● **GESTELLTE AUFGABE 1**
Nenne alle Wochentage, die in der Rede vorkommen, jeden nur einmal und in der Reihenfolge ihrer ersten Nennung.
● **GESTELLTE AUFGABE 2**
Gib den Abschnitt der Rede wieder, der mit den Worten "Am Sonntag hat" beginnt und mit "in Niedersachsen nervös." endet. Tausche darin "Rot-Grün" gegen "Schwarz-Gelb" aus.

● **ZITIERTER TEXT**
Erwiderung auf die Regierungserklärung ‚Haushaltskonsolidierung und Pflege des öffentlichen Vermögens – nachhaltige Haushaltspolitik für Niedersachsen‘

Am Sonntag hat die SPD in Nordrhein-Westfalen eine historische Wahlniederlage erlitten. Die Regierung Kraft ist krachend abgewählt worden. Ähnlich wie eine Woche zuvor die Küstenkoalition in Kiel. Rot-Grün wird langsam aber sicher zum Auslaufmodell. Das macht augenscheinlich auch die Spitzengenossen in Niedersachsen nervös.

Herr Weil scheint das Unheil am Freitag jedenfalls schon geahnt zu haben. Denn mit der kurzfristigen Anmeldung einer Regierungserklärung will der Ministerpräsident offenbar den Versuch unternehmen, von NRW abzulenken und die Parteifreunde in Niedersachsen für die eigene Regierungspolitik zu begeistern. Dieser Versuch startete aber schon bei der Terminierung chaotisch. Erst meldete die Staatskanzlei die Regierungserklärung für Dienstag an, dann sollte es der Mittwoch und dann doch wieder Dienstag sein – ein einziges Chaos!

Einträge eines Datensatzes
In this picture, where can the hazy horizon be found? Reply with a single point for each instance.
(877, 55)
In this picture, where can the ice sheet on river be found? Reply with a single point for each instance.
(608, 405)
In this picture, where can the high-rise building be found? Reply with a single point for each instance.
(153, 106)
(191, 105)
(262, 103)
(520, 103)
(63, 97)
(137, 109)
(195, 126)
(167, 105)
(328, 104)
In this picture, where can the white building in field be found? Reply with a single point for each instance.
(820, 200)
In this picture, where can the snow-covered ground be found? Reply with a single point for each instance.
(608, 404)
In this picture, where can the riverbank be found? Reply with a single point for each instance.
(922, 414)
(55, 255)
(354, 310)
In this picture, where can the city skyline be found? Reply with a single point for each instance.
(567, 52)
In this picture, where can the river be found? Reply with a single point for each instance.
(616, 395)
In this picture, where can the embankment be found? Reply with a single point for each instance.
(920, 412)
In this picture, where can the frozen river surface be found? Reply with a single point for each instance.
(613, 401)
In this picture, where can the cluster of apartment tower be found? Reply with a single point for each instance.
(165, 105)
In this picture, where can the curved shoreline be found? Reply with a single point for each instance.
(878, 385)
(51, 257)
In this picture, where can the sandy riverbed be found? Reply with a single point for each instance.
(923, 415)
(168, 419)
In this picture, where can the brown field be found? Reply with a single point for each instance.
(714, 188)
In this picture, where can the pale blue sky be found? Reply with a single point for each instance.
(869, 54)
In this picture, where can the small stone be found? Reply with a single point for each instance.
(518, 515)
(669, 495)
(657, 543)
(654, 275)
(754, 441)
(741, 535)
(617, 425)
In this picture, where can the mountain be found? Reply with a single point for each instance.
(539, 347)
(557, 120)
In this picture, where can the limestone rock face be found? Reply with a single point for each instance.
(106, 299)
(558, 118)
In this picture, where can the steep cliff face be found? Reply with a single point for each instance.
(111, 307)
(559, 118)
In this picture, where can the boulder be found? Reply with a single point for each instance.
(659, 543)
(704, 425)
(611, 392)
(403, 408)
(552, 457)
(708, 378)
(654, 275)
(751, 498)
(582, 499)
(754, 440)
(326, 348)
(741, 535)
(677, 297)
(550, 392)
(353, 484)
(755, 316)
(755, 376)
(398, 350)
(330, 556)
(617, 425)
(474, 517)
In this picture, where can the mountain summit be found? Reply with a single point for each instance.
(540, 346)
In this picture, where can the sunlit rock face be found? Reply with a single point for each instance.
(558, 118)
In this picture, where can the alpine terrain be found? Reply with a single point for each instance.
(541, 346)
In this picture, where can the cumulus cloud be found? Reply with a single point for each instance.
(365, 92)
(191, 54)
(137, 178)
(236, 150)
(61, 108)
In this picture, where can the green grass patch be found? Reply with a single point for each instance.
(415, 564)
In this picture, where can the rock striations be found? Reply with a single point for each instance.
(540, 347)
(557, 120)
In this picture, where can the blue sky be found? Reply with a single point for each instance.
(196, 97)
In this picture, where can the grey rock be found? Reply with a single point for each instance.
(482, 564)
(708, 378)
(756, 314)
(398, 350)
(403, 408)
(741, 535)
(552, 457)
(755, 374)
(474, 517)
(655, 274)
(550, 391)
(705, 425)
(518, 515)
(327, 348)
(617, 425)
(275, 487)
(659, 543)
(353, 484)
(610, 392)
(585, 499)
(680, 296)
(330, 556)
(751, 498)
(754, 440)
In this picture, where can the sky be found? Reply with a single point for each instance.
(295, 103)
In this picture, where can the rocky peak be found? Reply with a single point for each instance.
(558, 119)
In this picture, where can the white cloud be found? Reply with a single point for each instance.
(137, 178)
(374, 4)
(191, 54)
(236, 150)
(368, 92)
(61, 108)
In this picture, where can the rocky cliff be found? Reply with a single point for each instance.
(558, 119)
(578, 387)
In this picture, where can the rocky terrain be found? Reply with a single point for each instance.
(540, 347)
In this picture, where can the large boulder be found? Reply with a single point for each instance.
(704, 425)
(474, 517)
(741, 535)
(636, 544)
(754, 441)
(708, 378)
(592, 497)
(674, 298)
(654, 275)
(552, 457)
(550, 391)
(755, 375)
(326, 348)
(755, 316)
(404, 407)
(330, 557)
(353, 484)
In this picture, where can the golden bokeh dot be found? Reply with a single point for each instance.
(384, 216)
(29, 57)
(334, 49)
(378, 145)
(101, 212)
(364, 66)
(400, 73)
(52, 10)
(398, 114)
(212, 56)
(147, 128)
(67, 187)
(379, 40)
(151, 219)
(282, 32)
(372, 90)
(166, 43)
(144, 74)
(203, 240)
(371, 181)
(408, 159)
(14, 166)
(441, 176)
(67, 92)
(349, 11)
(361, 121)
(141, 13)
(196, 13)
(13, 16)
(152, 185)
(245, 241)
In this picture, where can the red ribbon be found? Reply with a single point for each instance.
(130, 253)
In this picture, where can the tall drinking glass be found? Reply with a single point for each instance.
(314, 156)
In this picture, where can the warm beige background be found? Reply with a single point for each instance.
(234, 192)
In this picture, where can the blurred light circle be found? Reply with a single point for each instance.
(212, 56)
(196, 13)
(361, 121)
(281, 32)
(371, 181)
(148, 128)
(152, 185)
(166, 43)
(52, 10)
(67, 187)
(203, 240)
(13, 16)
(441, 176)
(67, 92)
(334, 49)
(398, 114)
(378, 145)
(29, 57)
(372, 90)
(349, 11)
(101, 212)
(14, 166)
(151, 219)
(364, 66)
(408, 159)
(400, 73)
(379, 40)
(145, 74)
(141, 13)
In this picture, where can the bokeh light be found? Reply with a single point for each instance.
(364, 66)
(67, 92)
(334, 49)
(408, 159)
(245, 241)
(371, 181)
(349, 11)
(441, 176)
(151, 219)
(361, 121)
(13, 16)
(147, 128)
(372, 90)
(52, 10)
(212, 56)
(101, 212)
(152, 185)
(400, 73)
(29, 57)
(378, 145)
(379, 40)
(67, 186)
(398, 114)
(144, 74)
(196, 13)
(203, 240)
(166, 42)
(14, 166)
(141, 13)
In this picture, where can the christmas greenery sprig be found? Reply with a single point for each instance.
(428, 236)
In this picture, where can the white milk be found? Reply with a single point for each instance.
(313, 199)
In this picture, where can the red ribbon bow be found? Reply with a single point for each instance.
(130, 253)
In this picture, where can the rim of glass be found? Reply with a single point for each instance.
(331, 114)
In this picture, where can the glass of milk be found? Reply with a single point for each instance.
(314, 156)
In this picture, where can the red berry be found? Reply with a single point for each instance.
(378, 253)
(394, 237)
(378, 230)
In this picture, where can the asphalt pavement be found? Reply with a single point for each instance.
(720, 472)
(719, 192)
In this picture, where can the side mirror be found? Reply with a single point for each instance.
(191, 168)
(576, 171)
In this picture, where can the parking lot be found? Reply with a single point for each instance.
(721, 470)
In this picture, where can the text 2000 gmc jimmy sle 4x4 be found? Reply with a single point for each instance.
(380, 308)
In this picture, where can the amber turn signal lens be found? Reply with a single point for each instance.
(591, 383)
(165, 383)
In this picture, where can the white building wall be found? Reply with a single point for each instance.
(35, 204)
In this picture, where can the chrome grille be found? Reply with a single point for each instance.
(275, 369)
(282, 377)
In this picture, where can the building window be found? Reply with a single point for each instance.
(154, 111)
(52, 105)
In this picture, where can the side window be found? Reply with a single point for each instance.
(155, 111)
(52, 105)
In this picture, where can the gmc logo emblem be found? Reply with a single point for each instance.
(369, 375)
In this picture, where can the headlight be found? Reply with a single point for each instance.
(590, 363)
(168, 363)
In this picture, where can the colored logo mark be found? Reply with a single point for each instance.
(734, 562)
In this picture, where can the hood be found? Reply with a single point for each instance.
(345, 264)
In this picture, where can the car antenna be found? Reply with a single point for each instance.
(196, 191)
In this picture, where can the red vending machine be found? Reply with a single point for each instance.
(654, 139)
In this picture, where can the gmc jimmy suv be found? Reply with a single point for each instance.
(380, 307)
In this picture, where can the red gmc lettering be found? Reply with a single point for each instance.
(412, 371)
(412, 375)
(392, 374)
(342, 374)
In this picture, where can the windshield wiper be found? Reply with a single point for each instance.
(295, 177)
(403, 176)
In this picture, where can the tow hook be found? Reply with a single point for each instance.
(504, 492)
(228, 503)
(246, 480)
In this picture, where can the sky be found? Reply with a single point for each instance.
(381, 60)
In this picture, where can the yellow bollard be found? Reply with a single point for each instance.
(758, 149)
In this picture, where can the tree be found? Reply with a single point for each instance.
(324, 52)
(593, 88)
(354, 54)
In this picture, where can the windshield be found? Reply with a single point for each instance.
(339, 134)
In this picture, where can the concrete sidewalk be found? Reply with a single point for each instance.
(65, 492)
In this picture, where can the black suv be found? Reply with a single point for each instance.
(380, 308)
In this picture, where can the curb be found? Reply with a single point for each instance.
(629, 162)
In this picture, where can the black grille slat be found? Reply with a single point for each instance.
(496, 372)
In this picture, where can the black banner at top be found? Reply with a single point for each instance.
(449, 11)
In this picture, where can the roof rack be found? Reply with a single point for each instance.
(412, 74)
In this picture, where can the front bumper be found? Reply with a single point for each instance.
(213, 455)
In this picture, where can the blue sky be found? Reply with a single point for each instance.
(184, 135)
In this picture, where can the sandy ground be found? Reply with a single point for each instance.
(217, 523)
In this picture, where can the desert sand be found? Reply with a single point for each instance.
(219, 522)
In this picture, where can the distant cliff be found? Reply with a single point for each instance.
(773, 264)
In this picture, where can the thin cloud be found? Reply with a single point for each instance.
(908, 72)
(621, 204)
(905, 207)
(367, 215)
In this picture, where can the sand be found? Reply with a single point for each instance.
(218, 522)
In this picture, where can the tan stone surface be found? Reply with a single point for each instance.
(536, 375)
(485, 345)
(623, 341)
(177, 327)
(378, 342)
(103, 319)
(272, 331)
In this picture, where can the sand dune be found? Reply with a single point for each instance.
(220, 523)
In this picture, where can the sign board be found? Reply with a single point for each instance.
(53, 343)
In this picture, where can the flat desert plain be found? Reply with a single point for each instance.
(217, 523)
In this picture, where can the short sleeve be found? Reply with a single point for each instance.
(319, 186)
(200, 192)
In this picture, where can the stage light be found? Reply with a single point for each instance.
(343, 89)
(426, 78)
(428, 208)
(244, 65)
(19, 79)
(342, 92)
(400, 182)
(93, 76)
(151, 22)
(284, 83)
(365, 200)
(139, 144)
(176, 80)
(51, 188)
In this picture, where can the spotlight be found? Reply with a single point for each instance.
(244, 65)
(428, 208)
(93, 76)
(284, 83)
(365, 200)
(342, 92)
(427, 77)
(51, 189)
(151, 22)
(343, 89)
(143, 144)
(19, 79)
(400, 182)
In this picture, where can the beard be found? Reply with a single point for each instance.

● **ANTWORT 1**
Sonntag, Freitag, Dienstag, Mittwoch

● **ANTWORT 2**
Am Sonntag hat die SPD in Nordrhein-Westfalen eine historische Wahlniederlage erlitten. Die Regierung Kraft ist krachend abgewählt worden. Ähnlich wie eine Woche zuvor die Küstenkoalition in Kiel. Schwarz-Gelb wird langsam aber sicher zum Auslaufmodell. Das macht augenscheinlich auch die Spitzengenossen in Niedersachsen nervös.